### Exercise
Find every line in the material below that contains the word "ground" and copy each of those lines in full.

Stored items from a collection

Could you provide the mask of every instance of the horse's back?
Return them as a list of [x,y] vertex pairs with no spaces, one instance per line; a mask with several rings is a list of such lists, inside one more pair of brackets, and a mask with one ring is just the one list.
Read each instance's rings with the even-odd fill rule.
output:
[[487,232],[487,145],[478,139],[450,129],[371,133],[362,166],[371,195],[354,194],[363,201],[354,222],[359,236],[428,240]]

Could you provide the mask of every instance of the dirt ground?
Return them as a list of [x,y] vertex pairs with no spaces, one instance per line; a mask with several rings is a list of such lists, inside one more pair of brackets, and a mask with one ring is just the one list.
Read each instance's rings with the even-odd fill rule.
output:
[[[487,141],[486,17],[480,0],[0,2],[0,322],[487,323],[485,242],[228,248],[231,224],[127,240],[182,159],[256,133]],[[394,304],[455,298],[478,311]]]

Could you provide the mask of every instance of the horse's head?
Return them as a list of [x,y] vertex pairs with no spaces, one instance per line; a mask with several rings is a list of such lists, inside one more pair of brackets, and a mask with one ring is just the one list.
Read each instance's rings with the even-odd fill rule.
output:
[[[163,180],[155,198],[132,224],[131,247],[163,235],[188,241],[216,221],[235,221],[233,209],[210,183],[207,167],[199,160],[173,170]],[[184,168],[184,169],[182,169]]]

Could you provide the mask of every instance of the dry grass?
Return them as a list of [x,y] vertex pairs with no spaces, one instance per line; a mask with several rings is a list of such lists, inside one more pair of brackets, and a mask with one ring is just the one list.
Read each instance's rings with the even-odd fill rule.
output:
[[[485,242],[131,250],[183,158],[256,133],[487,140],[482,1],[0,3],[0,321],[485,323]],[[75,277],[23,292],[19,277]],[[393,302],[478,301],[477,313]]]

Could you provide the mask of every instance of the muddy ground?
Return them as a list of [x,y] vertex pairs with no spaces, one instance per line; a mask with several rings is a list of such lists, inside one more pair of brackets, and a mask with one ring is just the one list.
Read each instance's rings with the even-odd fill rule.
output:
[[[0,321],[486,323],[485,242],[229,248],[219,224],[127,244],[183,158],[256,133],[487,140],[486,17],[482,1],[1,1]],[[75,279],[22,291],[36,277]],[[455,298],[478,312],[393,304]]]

---

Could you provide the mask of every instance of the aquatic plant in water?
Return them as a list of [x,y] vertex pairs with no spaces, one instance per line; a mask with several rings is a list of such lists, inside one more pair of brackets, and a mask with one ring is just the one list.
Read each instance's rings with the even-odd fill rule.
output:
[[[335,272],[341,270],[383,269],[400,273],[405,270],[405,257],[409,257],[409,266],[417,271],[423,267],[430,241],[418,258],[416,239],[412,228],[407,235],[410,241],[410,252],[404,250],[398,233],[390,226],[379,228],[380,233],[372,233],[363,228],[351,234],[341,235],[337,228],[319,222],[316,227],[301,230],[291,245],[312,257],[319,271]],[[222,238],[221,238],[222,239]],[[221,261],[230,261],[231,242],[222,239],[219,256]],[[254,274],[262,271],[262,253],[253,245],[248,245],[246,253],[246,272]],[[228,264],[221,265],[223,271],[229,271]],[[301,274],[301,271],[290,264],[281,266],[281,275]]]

### Result
Could you provide the mask of every instance of the dirt ground?
Could you provide the mask of every instance of the muddy ground?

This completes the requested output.